_What to produce_
Turn the records below into a numbered list, one line per item, skipping any blank lines.

--- Start of Records shown ---

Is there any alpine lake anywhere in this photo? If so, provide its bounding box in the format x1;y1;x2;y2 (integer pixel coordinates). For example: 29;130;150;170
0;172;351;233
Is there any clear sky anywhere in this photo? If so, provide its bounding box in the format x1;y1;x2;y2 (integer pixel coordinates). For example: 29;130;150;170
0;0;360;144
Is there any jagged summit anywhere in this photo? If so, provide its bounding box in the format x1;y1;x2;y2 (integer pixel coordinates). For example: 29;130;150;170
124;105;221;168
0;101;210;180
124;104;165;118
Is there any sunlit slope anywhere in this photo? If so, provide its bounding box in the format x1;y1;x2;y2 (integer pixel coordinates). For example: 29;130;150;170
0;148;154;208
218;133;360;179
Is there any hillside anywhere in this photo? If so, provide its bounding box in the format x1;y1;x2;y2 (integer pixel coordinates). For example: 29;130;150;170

--- End of Records shown ---

_Answer to this task_
1. Is there any alpine lake anywhere in this photo? If so, provide its bounding box in the format x1;y1;x2;y2 (integer pixel coordinates). For example: 29;130;150;170
2. 0;172;351;233
3. Is there any clear sky anywhere in this photo? If so, provide its bounding box in the format x1;y1;x2;y2 (integer pixel coordinates). For example: 29;130;150;170
4. 0;0;360;144
5. Is there any jagged summit anywhere in this photo? If so, provide its bounding box in the format x1;y1;x2;y2 (integer pixel coordinates). For example: 29;130;150;170
6. 124;105;221;168
7. 0;101;210;180
8. 124;104;165;118
9. Is there any sunlit slope anywhere in this photo? If so, provide its bounding box in the format x1;y1;x2;y2 (integer pixel coordinates). For example: 29;130;150;170
10. 0;148;154;208
11. 218;133;360;179
12. Is there any hillside anywhere in this photo? If so, provide its bounding box in the format x1;y1;x2;y2 (integer pixel coordinates). For example: 29;130;150;170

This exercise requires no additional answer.